** Start **

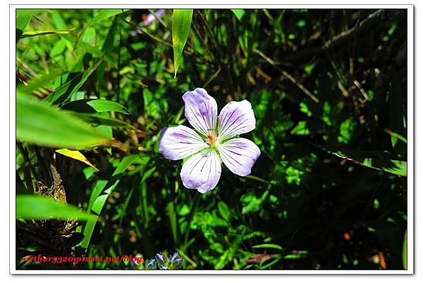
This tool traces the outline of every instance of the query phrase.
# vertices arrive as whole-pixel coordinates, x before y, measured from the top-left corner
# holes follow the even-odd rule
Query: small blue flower
[[[161,265],[160,263],[159,263],[157,265],[157,266],[159,267],[159,268],[160,268],[161,270],[167,270],[168,268],[166,266],[163,266]]]
[[[135,264],[137,266],[140,266],[140,263],[138,263],[138,262],[137,261],[136,259],[133,258],[133,263]]]
[[[156,253],[156,258],[157,258],[161,262],[164,263],[164,258],[160,253]]]
[[[147,265],[147,267],[148,267],[149,266],[151,266],[152,267],[154,267],[155,262],[156,262],[156,260],[152,260],[152,261],[148,263],[148,265]]]
[[[175,260],[176,259],[176,257],[178,257],[178,255],[179,255],[179,253],[173,253],[173,255],[172,255],[172,258],[171,258],[171,263],[173,263],[173,260]]]

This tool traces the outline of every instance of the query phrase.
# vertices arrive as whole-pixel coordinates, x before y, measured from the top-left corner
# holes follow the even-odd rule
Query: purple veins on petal
[[[255,124],[254,112],[248,101],[232,101],[221,110],[218,132],[222,138],[231,138],[254,130]]]
[[[160,263],[159,263],[159,264],[157,265],[157,267],[158,267],[159,268],[160,268],[161,270],[168,270],[168,267],[166,267],[166,266],[163,266],[163,265],[161,265]]]
[[[183,159],[207,147],[194,130],[183,125],[161,130],[159,144],[160,152],[171,160]]]
[[[202,88],[185,92],[183,96],[185,116],[195,129],[207,136],[214,129],[217,121],[217,104],[214,98]]]
[[[216,187],[221,174],[221,162],[214,151],[192,155],[182,166],[180,179],[185,188],[207,193]]]
[[[172,258],[171,258],[171,263],[172,263],[173,262],[173,260],[175,260],[175,259],[176,259],[178,255],[179,255],[179,253],[173,253],[173,255],[172,255]]]
[[[247,176],[260,156],[260,149],[250,140],[243,138],[229,140],[219,147],[222,161],[233,174]]]
[[[148,267],[149,266],[149,267],[153,267],[154,266],[154,263],[156,263],[156,260],[152,260],[152,261],[148,263],[148,265],[147,265],[147,267]]]
[[[160,253],[156,253],[156,258],[157,258],[161,262],[164,263],[164,258]]]

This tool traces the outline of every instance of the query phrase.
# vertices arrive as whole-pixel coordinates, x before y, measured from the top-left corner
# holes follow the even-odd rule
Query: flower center
[[[209,133],[207,134],[207,138],[204,140],[204,142],[206,142],[206,143],[210,147],[216,147],[219,144],[218,136],[218,133],[214,131],[209,131]]]

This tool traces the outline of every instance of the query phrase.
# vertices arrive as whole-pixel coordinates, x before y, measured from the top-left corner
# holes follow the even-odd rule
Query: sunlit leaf
[[[240,21],[244,16],[244,14],[245,14],[244,9],[231,9],[231,11],[232,11],[236,18],[238,18]]]
[[[90,203],[88,205],[88,212],[92,210],[99,215],[103,209],[103,206],[106,203],[106,200],[109,195],[114,191],[118,183],[119,183],[120,175],[123,173],[128,167],[129,167],[137,159],[138,155],[129,155],[123,157],[118,167],[113,173],[113,175],[108,181],[100,180],[98,186],[92,191],[90,198]],[[97,217],[96,217],[97,218]],[[88,247],[91,236],[94,231],[94,228],[96,224],[97,219],[89,220],[84,227],[84,240],[80,245],[85,248]]]
[[[43,11],[42,9],[16,9],[16,42],[22,36],[27,25],[31,20],[32,15]]]
[[[58,219],[66,220],[76,217],[79,220],[97,221],[90,215],[75,206],[59,203],[51,198],[35,195],[16,195],[16,218],[24,219]]]
[[[78,100],[66,103],[62,107],[66,110],[73,110],[82,113],[96,113],[114,111],[130,114],[129,111],[123,105],[114,101],[106,100]]]
[[[182,52],[185,47],[192,19],[192,9],[173,9],[172,19],[172,42],[173,43],[173,64],[175,78],[182,59]]]
[[[403,241],[403,267],[404,270],[407,270],[407,229],[405,229]]]
[[[70,30],[28,30],[23,32],[21,38],[32,37],[37,35],[66,35],[72,32]]]
[[[54,147],[80,148],[109,143],[107,138],[70,113],[18,95],[18,140]]]
[[[87,165],[94,168],[96,171],[99,171],[96,168],[95,166],[92,164],[92,163],[90,162],[90,160],[87,159],[87,157],[84,156],[84,155],[78,150],[69,150],[67,148],[61,148],[60,150],[56,150],[56,152],[68,157],[79,160],[81,162],[85,163]]]
[[[58,104],[63,102],[70,95],[78,90],[85,83],[88,77],[95,71],[103,61],[104,55],[100,59],[83,73],[73,78],[71,80],[59,88],[56,91],[44,99],[48,104]]]
[[[283,250],[283,248],[282,248],[279,245],[276,245],[276,243],[262,243],[260,245],[252,246],[252,248],[274,248],[274,249],[281,250],[281,251]]]

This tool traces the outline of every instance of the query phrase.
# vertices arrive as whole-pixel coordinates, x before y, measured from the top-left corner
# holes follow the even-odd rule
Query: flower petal
[[[185,118],[195,129],[207,136],[214,130],[217,120],[217,104],[206,90],[196,88],[185,92],[182,99],[185,104]]]
[[[260,156],[260,149],[246,138],[233,138],[219,146],[222,161],[233,174],[247,176]]]
[[[218,133],[221,139],[248,133],[255,128],[255,117],[247,100],[232,101],[221,110]]]
[[[180,179],[188,188],[207,193],[216,187],[222,171],[220,159],[214,150],[198,152],[182,166]]]
[[[183,125],[161,130],[159,143],[160,152],[171,160],[181,159],[208,146],[194,130]]]

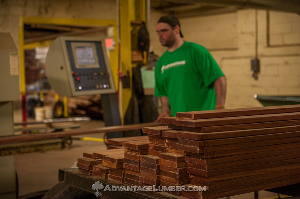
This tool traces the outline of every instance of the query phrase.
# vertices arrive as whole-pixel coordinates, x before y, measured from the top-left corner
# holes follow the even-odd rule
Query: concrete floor
[[[15,122],[21,121],[21,111],[14,111]],[[88,129],[104,126],[103,121],[92,120],[80,123],[79,129]],[[102,138],[103,134],[85,135],[74,138],[89,137]],[[33,153],[15,156],[15,169],[19,180],[19,195],[25,196],[30,194],[47,190],[59,183],[58,169],[76,167],[77,158],[82,157],[84,152],[106,149],[103,142],[82,140],[73,140],[69,147],[62,150],[44,152]],[[234,185],[233,185],[233,186]],[[277,194],[260,191],[259,198],[278,198]],[[284,196],[281,195],[281,197]],[[253,193],[232,196],[230,199],[252,199]]]

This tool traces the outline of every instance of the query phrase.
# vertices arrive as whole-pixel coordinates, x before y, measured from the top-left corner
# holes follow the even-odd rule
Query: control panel
[[[104,39],[60,37],[49,47],[47,78],[59,95],[70,96],[115,92]]]

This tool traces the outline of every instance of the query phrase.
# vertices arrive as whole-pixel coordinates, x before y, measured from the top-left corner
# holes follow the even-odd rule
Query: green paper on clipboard
[[[154,88],[155,85],[154,70],[148,69],[146,67],[141,67],[141,74],[143,88],[144,89]]]

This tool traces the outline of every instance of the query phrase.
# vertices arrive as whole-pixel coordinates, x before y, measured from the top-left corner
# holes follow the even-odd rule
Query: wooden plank
[[[84,152],[83,153],[83,157],[87,157],[91,158],[91,159],[98,159],[98,158],[96,157],[93,156],[92,152]]]
[[[153,169],[159,170],[160,169],[160,165],[159,164],[153,164],[152,163],[141,161],[140,166],[143,167]]]
[[[124,160],[124,153],[121,154],[106,155],[103,157],[103,161],[110,162],[115,164],[123,163]]]
[[[134,180],[133,179],[128,178],[124,178],[124,182],[129,184],[133,185],[133,186],[140,186],[139,181],[138,180],[137,181],[137,180]]]
[[[102,165],[95,165],[93,166],[93,171],[102,173],[108,173],[110,168],[108,167],[103,166]]]
[[[149,149],[151,150],[161,151],[163,153],[166,152],[166,147],[164,146],[159,146],[155,144],[149,144]]]
[[[114,175],[115,176],[118,176],[121,178],[124,178],[125,177],[125,172],[120,172],[117,171],[113,169],[110,169],[108,170],[108,174]]]
[[[207,171],[221,169],[229,167],[234,167],[244,165],[251,165],[261,163],[271,162],[280,160],[284,160],[300,158],[300,153],[296,152],[294,153],[290,153],[279,155],[274,155],[269,157],[264,157],[253,159],[235,161],[233,162],[224,162],[217,164],[210,165],[201,164],[194,162],[187,161],[191,164],[195,164],[198,168]]]
[[[55,133],[45,133],[23,135],[17,136],[3,136],[0,137],[0,144],[8,143],[11,144],[13,143],[19,142],[26,142],[87,134],[93,134],[101,133],[109,133],[111,132],[141,129],[143,127],[148,126],[158,126],[163,125],[165,126],[165,125],[161,123],[151,122],[123,126],[107,126],[90,130],[87,130],[85,129],[78,131],[56,132],[55,132]]]
[[[161,170],[160,171],[160,174],[162,175],[164,175],[177,180],[179,180],[179,179],[189,178],[189,174],[187,173],[179,174]]]
[[[161,133],[161,135],[164,137],[173,138],[177,138],[177,132],[178,130],[169,130],[163,131]]]
[[[133,150],[140,150],[147,149],[149,148],[149,140],[136,140],[123,143],[124,147]]]
[[[256,128],[246,130],[238,130],[230,131],[210,133],[197,133],[188,131],[178,132],[178,137],[180,138],[201,140],[236,138],[238,137],[259,136],[273,133],[279,133],[298,131],[300,125]]]
[[[140,157],[141,161],[148,162],[153,164],[159,164],[159,157],[151,155],[144,155]]]
[[[190,183],[197,186],[207,186],[208,188],[210,190],[218,188],[221,186],[230,186],[233,184],[237,184],[240,183],[246,182],[250,182],[257,180],[260,180],[269,179],[272,178],[277,177],[280,179],[280,177],[282,176],[291,175],[300,175],[300,169],[297,168],[294,169],[289,169],[286,171],[283,171],[280,172],[276,173],[268,173],[259,175],[256,175],[252,176],[246,176],[242,178],[234,178],[228,180],[220,180],[216,182],[208,183],[201,180],[198,180],[192,179]],[[234,188],[235,188],[235,187]]]
[[[271,146],[279,144],[290,143],[297,142],[300,142],[300,137],[293,137],[281,139],[274,139],[204,147],[198,147],[189,146],[186,145],[180,144],[179,147],[182,149],[186,149],[186,151],[188,151],[192,152],[192,150],[195,150],[198,151],[198,153],[205,153],[207,152],[230,150],[233,149],[236,150],[237,149],[249,148],[251,147],[258,147],[264,146]]]
[[[287,105],[176,113],[176,117],[197,119],[300,112],[300,105]]]
[[[129,154],[132,154],[138,155],[145,155],[148,154],[148,149],[143,149],[142,150],[133,150],[125,148],[124,149],[125,152]]]
[[[133,165],[139,166],[140,165],[140,161],[139,160],[133,160],[130,159],[128,159],[127,158],[124,158],[124,162],[127,163],[128,164],[130,165]]]
[[[185,156],[173,154],[169,153],[161,153],[159,154],[159,157],[160,159],[175,162],[186,161]]]
[[[96,165],[97,161],[99,159],[92,159],[87,157],[80,157],[77,159],[78,163],[86,165]]]
[[[107,173],[103,173],[93,170],[92,171],[92,175],[103,179],[107,179]]]
[[[131,173],[128,173],[125,172],[125,176],[126,178],[136,181],[138,181],[140,180],[139,177],[141,176],[141,175],[133,175],[133,174],[131,174]]]
[[[174,154],[184,155],[185,154],[185,151],[184,150],[177,150],[177,149],[170,149],[167,147],[166,148],[166,152],[171,153],[171,154]]]
[[[206,171],[196,168],[187,167],[187,172],[189,174],[201,176],[206,178],[211,182],[234,179],[238,178],[242,178],[249,176],[252,176],[256,175],[261,175],[272,173],[273,172],[281,172],[283,171],[286,171],[290,169],[296,169],[300,168],[300,164],[286,164],[283,166],[275,166],[268,168],[265,168],[255,170],[251,170],[236,172],[233,173],[227,173],[222,175],[214,175],[213,174],[210,174],[213,175],[212,176],[207,176],[207,174]]]
[[[134,165],[124,163],[123,163],[123,167],[124,168],[127,169],[137,172],[140,171],[140,167],[138,165]]]
[[[163,165],[160,165],[160,170],[178,174],[185,173],[187,172],[186,167],[181,167],[180,168],[172,167],[166,166]]]
[[[148,139],[148,136],[134,136],[133,137],[126,137],[108,139],[107,140],[107,143],[108,144],[113,144],[117,146],[122,146],[122,143],[124,142],[141,140],[147,140]]]
[[[159,158],[159,164],[161,165],[162,165],[171,167],[180,168],[181,167],[185,167],[186,166],[186,163],[185,161],[179,162],[175,162],[160,158]]]
[[[238,155],[240,154],[246,154],[249,153],[256,153],[261,151],[272,151],[274,150],[276,150],[278,149],[289,149],[294,148],[297,146],[299,146],[299,142],[296,142],[294,143],[287,143],[286,144],[276,144],[275,145],[262,146],[262,147],[251,147],[248,148],[245,148],[240,149],[238,150],[235,149],[232,149],[231,150],[227,150],[224,151],[216,151],[211,152],[207,152],[205,153],[199,154],[199,155],[197,157],[201,158],[210,158],[212,157],[221,157],[222,156],[228,156],[233,155]],[[183,146],[182,149],[182,150],[186,150],[186,154],[187,155],[196,155],[197,154],[192,152],[187,153],[186,150],[187,150],[190,149],[190,148],[186,148],[185,147]],[[199,150],[199,148],[195,147],[196,149]],[[199,151],[199,150],[197,151]]]
[[[179,186],[189,183],[189,179],[188,177],[185,178],[177,179],[160,175],[160,180],[164,182],[167,182],[173,185]]]
[[[300,129],[300,126],[299,126],[299,129]],[[182,138],[179,138],[178,140],[179,143],[180,144],[197,147],[203,147],[209,146],[257,142],[262,140],[267,141],[271,139],[297,137],[299,136],[300,136],[300,131],[295,131],[229,138],[221,138],[205,141],[198,141]]]
[[[153,180],[157,181],[160,180],[160,175],[152,175],[147,172],[141,172],[141,176],[142,177],[144,177],[148,179],[151,179]]]
[[[249,124],[300,119],[300,112],[239,116],[237,117],[191,120],[178,119],[175,117],[163,118],[161,122],[191,127]]]
[[[124,153],[124,158],[127,159],[130,159],[133,160],[136,160],[139,161],[140,160],[140,156],[132,154],[129,154],[128,153]]]
[[[155,156],[158,156],[159,155],[159,154],[162,153],[165,153],[166,151],[167,150],[165,151],[157,151],[155,150],[152,150],[149,149],[148,150],[148,153],[149,155],[154,155]]]
[[[148,179],[141,176],[140,176],[140,181],[148,184],[152,185],[155,186],[159,186],[160,185],[160,180],[154,180],[151,179]]]
[[[161,132],[163,131],[171,130],[172,130],[172,129],[168,128],[167,126],[167,125],[163,126],[153,126],[143,128],[143,132],[148,134],[161,136]]]
[[[87,170],[81,168],[78,168],[78,171],[88,175],[91,175],[92,173],[92,170]]]
[[[201,165],[217,165],[222,163],[228,163],[231,162],[234,162],[242,160],[251,161],[252,159],[261,158],[267,158],[268,157],[275,156],[284,155],[288,157],[287,154],[297,153],[299,151],[299,147],[296,147],[293,148],[278,149],[266,151],[259,151],[256,153],[235,155],[218,157],[213,157],[208,158],[202,158],[195,156],[188,153],[186,156],[186,161],[187,162],[193,162]]]
[[[156,139],[149,139],[149,144],[156,145],[161,147],[164,147],[166,145],[165,141],[162,141]]]
[[[108,161],[103,160],[102,161],[102,165],[105,167],[107,167],[110,168],[123,168],[123,164],[120,163],[119,164],[115,164],[112,163]]]
[[[180,148],[181,145],[179,143],[174,143],[172,142],[166,142],[166,147],[170,149],[178,150]]]
[[[78,168],[82,168],[83,169],[84,169],[85,170],[92,170],[93,168],[92,167],[93,165],[85,165],[80,164],[78,162],[76,163],[76,166]]]
[[[141,172],[148,173],[152,175],[158,175],[160,174],[160,171],[157,169],[149,168],[144,167],[140,167]]]
[[[218,124],[216,124],[217,125]],[[250,124],[242,124],[230,125],[221,126],[204,126],[202,127],[193,128],[185,126],[178,127],[178,128],[185,131],[191,131],[199,133],[206,133],[220,131],[236,131],[237,130],[245,130],[253,128],[270,128],[280,126],[294,126],[300,125],[300,120],[284,120],[276,121],[251,123]]]
[[[166,137],[163,137],[161,136],[157,136],[155,135],[149,134],[148,135],[148,137],[149,139],[156,139],[163,141],[165,141],[166,140]]]
[[[119,177],[118,176],[115,176],[111,174],[107,175],[107,179],[109,180],[112,180],[119,183],[124,183],[124,178]]]
[[[106,155],[114,155],[115,154],[122,154],[124,153],[124,149],[123,149],[103,150],[93,152],[93,156],[98,158],[103,159],[103,157]]]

** End **

Count the lines in the material above that contain the string "flower", with case counting, and give only the number.

(Written answer)
3